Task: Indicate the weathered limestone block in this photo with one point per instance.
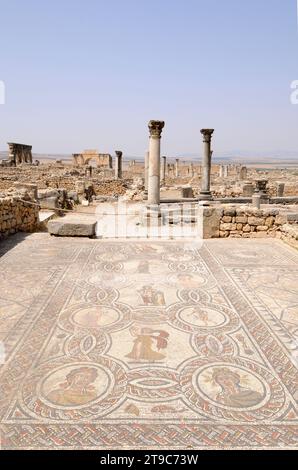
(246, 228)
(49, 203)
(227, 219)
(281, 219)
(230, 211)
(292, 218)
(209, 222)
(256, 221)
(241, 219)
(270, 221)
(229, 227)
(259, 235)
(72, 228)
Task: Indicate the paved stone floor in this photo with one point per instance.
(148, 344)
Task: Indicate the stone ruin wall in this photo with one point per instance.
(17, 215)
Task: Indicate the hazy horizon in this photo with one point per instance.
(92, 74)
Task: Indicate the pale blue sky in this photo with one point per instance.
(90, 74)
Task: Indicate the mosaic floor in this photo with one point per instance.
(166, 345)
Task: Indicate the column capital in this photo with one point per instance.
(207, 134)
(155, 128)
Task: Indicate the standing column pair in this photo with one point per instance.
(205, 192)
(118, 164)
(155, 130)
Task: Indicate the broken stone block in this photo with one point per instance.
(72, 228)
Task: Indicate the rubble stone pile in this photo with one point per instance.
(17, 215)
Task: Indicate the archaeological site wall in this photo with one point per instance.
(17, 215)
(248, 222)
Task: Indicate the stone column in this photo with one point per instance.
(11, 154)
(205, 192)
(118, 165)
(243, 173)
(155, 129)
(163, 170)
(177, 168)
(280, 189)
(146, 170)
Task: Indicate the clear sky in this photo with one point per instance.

* * *

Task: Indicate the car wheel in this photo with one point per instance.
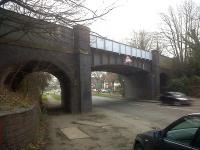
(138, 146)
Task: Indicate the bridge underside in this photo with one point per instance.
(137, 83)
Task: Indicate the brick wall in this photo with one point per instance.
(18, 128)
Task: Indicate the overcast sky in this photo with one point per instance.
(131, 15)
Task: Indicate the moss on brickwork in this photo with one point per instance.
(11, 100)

---

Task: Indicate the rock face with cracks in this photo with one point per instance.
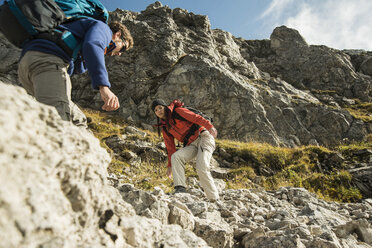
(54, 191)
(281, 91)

▶ **What you should do**
Write down again, exactly as given, only the lines above that fall from the line with "Task: Indicate the pale" to the line with "Task: Indicate the clear", inclusive.

▶ **Result of this task**
Task: Indicate the pale blue sky in this photo with one point per instance.
(90, 74)
Task: Indicate the mosaic floor in this photo with one point per instance.
(166, 345)
Task: Indicate the column capital in this photo with one point per instance.
(207, 134)
(155, 128)
Task: Indicate the standing column pair in this photo with one point per instance.
(205, 192)
(118, 164)
(155, 130)
Task: Indicate the broken stone block in this photo with one point per instance.
(72, 228)
Task: Indicate the rubble stone pile in this photo with one point per instance.
(17, 215)
Task: Indicate the archaeological site wall in this photo with one point per instance.
(17, 215)
(248, 222)
Task: Indicate the stone column in this photo with one point per instance.
(11, 154)
(205, 192)
(118, 165)
(243, 173)
(155, 129)
(163, 170)
(177, 168)
(280, 189)
(146, 170)
Task: Indicate the clear sky in this photo with one point per instance.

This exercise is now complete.